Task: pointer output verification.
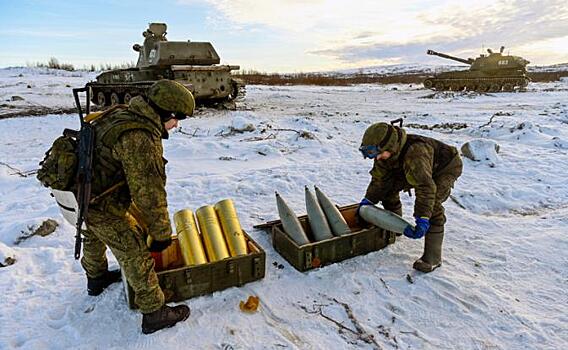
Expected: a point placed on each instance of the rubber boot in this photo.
(432, 257)
(96, 286)
(164, 317)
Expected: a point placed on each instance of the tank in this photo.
(193, 64)
(491, 72)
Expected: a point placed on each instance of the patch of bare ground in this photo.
(258, 78)
(7, 111)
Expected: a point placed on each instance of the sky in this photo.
(286, 35)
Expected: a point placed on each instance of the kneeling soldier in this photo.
(404, 161)
(129, 159)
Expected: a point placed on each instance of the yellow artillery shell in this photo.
(231, 227)
(212, 234)
(190, 242)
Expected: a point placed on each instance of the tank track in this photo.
(505, 84)
(104, 95)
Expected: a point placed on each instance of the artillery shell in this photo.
(318, 222)
(290, 222)
(189, 238)
(212, 234)
(231, 226)
(336, 221)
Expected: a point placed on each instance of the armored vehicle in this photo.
(493, 72)
(193, 64)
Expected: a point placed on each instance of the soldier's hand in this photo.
(158, 246)
(422, 226)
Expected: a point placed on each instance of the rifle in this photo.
(86, 140)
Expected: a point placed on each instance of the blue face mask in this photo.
(370, 152)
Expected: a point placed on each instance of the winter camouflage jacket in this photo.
(416, 162)
(128, 148)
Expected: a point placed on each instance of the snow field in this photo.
(502, 284)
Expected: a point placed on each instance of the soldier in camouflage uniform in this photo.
(404, 161)
(130, 199)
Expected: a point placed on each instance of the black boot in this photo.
(164, 317)
(95, 286)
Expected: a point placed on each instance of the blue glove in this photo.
(363, 202)
(422, 226)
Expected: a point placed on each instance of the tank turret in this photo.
(491, 72)
(193, 64)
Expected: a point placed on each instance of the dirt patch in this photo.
(45, 229)
(446, 126)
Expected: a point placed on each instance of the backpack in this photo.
(58, 169)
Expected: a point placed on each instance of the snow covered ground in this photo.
(505, 273)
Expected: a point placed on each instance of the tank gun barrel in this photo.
(469, 61)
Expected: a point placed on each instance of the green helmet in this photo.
(173, 97)
(385, 136)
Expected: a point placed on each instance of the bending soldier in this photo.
(404, 161)
(128, 151)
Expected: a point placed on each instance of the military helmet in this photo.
(171, 97)
(385, 136)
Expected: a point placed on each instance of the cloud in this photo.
(381, 31)
(516, 24)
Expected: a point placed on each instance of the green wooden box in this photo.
(363, 239)
(184, 282)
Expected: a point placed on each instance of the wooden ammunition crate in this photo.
(363, 239)
(181, 282)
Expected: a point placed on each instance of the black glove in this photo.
(158, 246)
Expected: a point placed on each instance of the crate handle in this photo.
(391, 237)
(230, 267)
(256, 267)
(308, 260)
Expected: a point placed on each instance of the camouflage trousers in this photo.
(122, 234)
(388, 194)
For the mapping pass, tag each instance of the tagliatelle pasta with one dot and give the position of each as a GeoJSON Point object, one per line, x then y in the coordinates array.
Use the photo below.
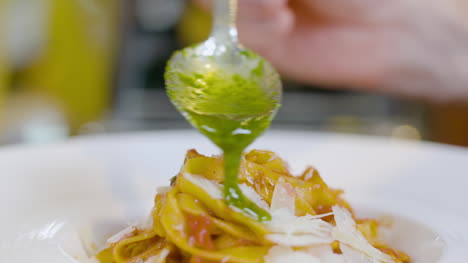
{"type": "Point", "coordinates": [191, 222]}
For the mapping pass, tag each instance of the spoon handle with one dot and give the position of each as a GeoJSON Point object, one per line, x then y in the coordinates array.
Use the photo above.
{"type": "Point", "coordinates": [224, 20]}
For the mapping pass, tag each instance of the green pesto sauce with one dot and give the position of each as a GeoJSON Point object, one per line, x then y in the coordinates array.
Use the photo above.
{"type": "Point", "coordinates": [232, 110]}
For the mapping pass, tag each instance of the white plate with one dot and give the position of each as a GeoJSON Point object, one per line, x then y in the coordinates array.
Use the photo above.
{"type": "Point", "coordinates": [49, 193]}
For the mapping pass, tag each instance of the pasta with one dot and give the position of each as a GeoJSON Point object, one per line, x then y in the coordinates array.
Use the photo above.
{"type": "Point", "coordinates": [191, 222]}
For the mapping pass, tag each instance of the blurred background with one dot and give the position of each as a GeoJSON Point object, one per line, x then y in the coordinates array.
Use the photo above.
{"type": "Point", "coordinates": [74, 67]}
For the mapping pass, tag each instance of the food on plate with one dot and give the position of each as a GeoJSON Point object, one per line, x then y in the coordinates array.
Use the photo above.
{"type": "Point", "coordinates": [192, 223]}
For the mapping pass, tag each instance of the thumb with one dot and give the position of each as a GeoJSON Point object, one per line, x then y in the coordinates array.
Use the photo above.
{"type": "Point", "coordinates": [262, 22]}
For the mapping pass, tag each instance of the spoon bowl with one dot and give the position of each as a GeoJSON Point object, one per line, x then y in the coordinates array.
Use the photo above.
{"type": "Point", "coordinates": [230, 94]}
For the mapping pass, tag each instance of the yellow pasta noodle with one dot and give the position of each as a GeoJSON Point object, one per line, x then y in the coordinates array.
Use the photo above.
{"type": "Point", "coordinates": [193, 224]}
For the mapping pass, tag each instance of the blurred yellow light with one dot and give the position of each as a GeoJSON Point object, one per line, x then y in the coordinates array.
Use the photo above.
{"type": "Point", "coordinates": [406, 132]}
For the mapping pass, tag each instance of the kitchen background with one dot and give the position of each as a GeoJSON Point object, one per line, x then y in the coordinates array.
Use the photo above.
{"type": "Point", "coordinates": [74, 67]}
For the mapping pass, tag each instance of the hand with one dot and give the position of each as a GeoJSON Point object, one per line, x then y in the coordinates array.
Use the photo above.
{"type": "Point", "coordinates": [407, 47]}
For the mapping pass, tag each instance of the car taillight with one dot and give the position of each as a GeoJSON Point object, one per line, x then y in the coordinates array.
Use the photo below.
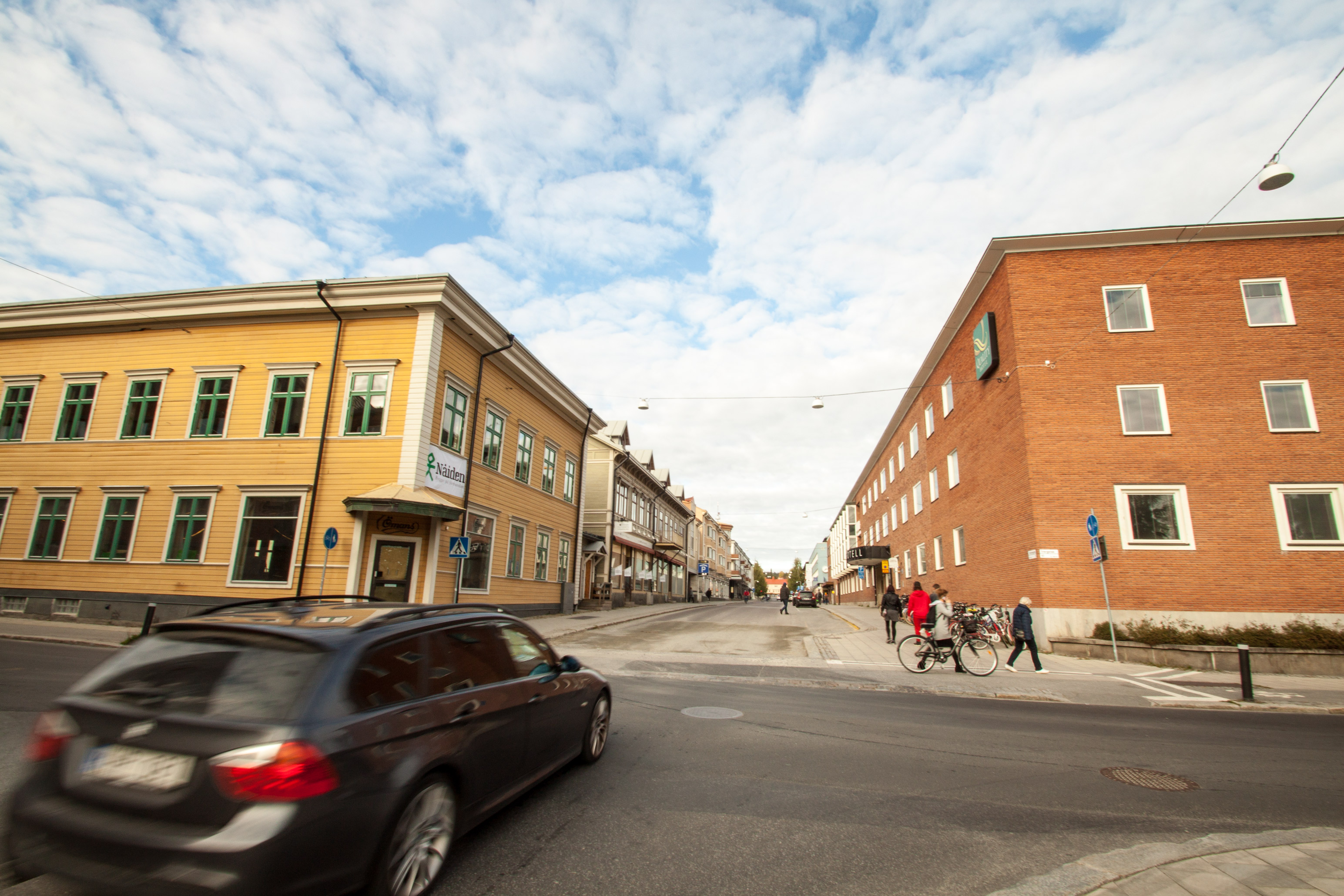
{"type": "Point", "coordinates": [275, 773]}
{"type": "Point", "coordinates": [50, 735]}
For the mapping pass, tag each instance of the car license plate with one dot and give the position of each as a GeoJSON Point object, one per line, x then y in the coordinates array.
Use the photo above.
{"type": "Point", "coordinates": [136, 768]}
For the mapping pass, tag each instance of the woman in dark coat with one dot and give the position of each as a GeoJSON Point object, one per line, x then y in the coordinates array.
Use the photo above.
{"type": "Point", "coordinates": [892, 612]}
{"type": "Point", "coordinates": [1023, 633]}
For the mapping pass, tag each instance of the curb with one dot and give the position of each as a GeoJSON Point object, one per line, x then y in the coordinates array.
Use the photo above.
{"type": "Point", "coordinates": [1090, 872]}
{"type": "Point", "coordinates": [50, 640]}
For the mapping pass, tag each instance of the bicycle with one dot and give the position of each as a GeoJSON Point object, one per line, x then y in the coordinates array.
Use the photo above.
{"type": "Point", "coordinates": [976, 656]}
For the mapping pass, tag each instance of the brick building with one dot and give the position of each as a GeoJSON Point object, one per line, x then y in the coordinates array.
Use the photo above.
{"type": "Point", "coordinates": [1178, 382]}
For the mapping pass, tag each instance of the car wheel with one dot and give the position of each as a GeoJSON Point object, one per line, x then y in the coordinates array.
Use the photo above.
{"type": "Point", "coordinates": [600, 726]}
{"type": "Point", "coordinates": [419, 841]}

+++

▶ Short task
Transcribe the records verbatim and omit the images.

▶ Result below
Task: pointer output verification.
Expected: a point placed on each instance of the rubber boot in this photo.
(432, 257)
(96, 286)
(164, 317)
Expected: a point placed on each instance of the tank in this photo.
(193, 64)
(491, 72)
Expected: a point placed on each instance of the patch of bare ground in this photo.
(258, 78)
(7, 111)
Expected: a point placed on each instance of the sky in this photo.
(286, 35)
Expected: a point placed on each instance of the kneeling soldier in this photo.
(404, 161)
(129, 159)
Expected: a point placed on each instance of the yellow artillery shell in this photo.
(231, 227)
(212, 234)
(190, 242)
Expected: a point placed on each instance of the tank track in this photo.
(505, 84)
(104, 95)
Expected: a point placed on each instance of the artillery shell in this photo.
(318, 222)
(290, 222)
(189, 238)
(212, 234)
(231, 226)
(336, 221)
Expected: a point placed on each instance of the armored vehicle in this photo.
(493, 72)
(193, 64)
Expected: a point placed on each instance of the soldier's hand in this photo.
(158, 246)
(422, 226)
Expected: a point placed on each instance of the rifle in this photo.
(86, 140)
Expected: a point placed on each instance of the blue face mask in this photo.
(370, 152)
Expected: a point placed on each instance of the winter camouflage jacket in this photo.
(416, 162)
(128, 148)
Expected: a point placed on each instance of the snow field in this photo.
(502, 284)
Expected: a point placed on each instance of the soldier in camouflage uniform in this photo.
(404, 161)
(130, 199)
Expected: a point placed on each instance of the black boot in this photo.
(164, 317)
(95, 286)
Expected: a point placed on each instance of the blue glove in this photo.
(363, 202)
(422, 226)
Expected: a point placed on each instance of the tank turret in this photo.
(491, 72)
(193, 64)
Expected: a point placed on each instance of the dirt patch in this photo.
(45, 229)
(446, 126)
Expected: a point placed on each instance of the backpack in this photo.
(58, 169)
Expected: a point placed on each instance of the snow covered ground in this photo.
(505, 273)
Expected: a point placed on each instance of the tank gun barrel in this photo.
(469, 61)
Expected: a point placed on each instance of the green helmet in this photo.
(173, 97)
(385, 136)
Expected: a point placed on each instance of the bending soldier in this photo.
(404, 161)
(128, 151)
Expected: a point placed on each instance of the military helmet in this photo.
(171, 97)
(385, 136)
Expected: a point placed on each instance of the cloud in this photo.
(381, 31)
(516, 24)
Expected: a point placed on each instance of the green wooden box in this photo.
(363, 239)
(184, 282)
Expected: a point placed on each instance of the wooden ammunition crate in this photo.
(363, 239)
(181, 282)
Expected: a point placed on each instance of the black glove in this photo.
(158, 246)
Expected: a point placed on each instance of the crate handle in this photo.
(391, 237)
(230, 267)
(256, 267)
(308, 260)
Expected: a point placed on each instance of the camouflage trousers in this photo.
(122, 234)
(388, 194)
For the mapping pass, tag each instance of the tagliatelle pasta with one dot and give the position of each as a GeoJSON Point object, one per line, x then y in the coordinates array.
Use the photo below.
{"type": "Point", "coordinates": [191, 222]}
For the mapping pass, tag each instance of the spoon handle with one dot and give the position of each as a GeoJSON Point object, one per line, x then y in the coordinates array.
Use the photo above.
{"type": "Point", "coordinates": [224, 20]}
For the mapping pass, tag each instance of the green pesto sauce with one dot and give the position of each as a GeoJSON Point object, one per line, x then y in the coordinates array.
Use the photo above.
{"type": "Point", "coordinates": [232, 110]}
For the mapping pass, tag each instance of the white plate with one dot and give the position of each as a GeoJSON Point object, one per line, x then y in the coordinates array.
Use the photo above.
{"type": "Point", "coordinates": [49, 193]}
For the mapping pass, tag each instance of the pasta with one dot and give the position of each as a GeoJSON Point object, one per line, x then y in the coordinates array.
Use the photo above.
{"type": "Point", "coordinates": [191, 222]}
For the mapping pass, tag each instance of the blurred background with one dot and give the position of each as a GeoJSON Point object, one per line, x then y in the coordinates array.
Use the photo above.
{"type": "Point", "coordinates": [74, 67]}
For the mapping pass, tag each instance of the food on plate with one dot and give the position of each as a GeoJSON Point object, one per line, x then y in the coordinates array.
Use the photo above.
{"type": "Point", "coordinates": [192, 223]}
For the mapping pass, tag each instance of the thumb with one dot and give the position of each as a GeoJSON Point object, one per line, x then y in the coordinates array.
Use the photo above.
{"type": "Point", "coordinates": [262, 22]}
For the mapping pass, tag each instance of the spoon bowl with one dot and give the position of each as a GeoJSON Point object, one per line, x then y in the coordinates array.
Use the photo above.
{"type": "Point", "coordinates": [230, 94]}
For the mapping pass, tag each instance of the yellow pasta noodle with one dot and give the position of each as a GeoJSON Point object, one per line, x then y in the coordinates array.
Use the photo above.
{"type": "Point", "coordinates": [193, 224]}
For the mapping pass, tag each instance of the blurred yellow light with one dot and give the position of each as a GeoJSON Point object, one per line, x then y in the coordinates array.
Use the photo above.
{"type": "Point", "coordinates": [406, 132]}
For the mapping pass, tag each instance of the kitchen background with one dot and give the position of each as a GeoJSON Point object, one per line, x then y in the coordinates array.
Use the photo above.
{"type": "Point", "coordinates": [74, 67]}
For the mapping pass, tag each instance of the hand with one dot and give the position of each as a GeoJSON Point object, one per line, x then y in the coordinates array.
Use the photo above.
{"type": "Point", "coordinates": [407, 47]}
For the mapping pass, tag each instance of the car taillight with one dot and give the position of each as a GeoJSON Point object, one per line, x then y in the coordinates array.
Use the photo below.
{"type": "Point", "coordinates": [275, 773]}
{"type": "Point", "coordinates": [50, 735]}
For the mapping pass, tag each instance of the car license plate with one dot and give the position of each as a GeoJSON Point object, one per line, x then y in the coordinates array.
Use the photo above.
{"type": "Point", "coordinates": [136, 768]}
For the mapping pass, tag each instance of the woman in dark coat with one dot and give the position of each as a GeoJSON Point object, one per line, x then y in the coordinates array.
Use the photo above.
{"type": "Point", "coordinates": [892, 612]}
{"type": "Point", "coordinates": [1023, 633]}
For the mapping pass, tag each instance of the curb with one dot and give the position of each as a GeoJSON Point object, one per line, x then y in the coordinates array.
Use the photo above.
{"type": "Point", "coordinates": [1090, 872]}
{"type": "Point", "coordinates": [50, 640]}
For the mapping pass, tag each instance of the bicycle with one dot and give the position of each as a GeoJSON Point object, one per line, x then y in the coordinates array.
Use the photo above.
{"type": "Point", "coordinates": [976, 656]}
For the mapping pass, tag each instance of the brick building with one dot and give the position of each as a GeoJSON Point object, one per line, x then y in the coordinates array.
Use the photo above.
{"type": "Point", "coordinates": [1178, 382]}
For the mapping pass, tag each instance of the car wheel with one dot and give the position of each as a GeoJSON Point object, one per line, x then y in the coordinates array.
Use the photo above.
{"type": "Point", "coordinates": [600, 726]}
{"type": "Point", "coordinates": [419, 841]}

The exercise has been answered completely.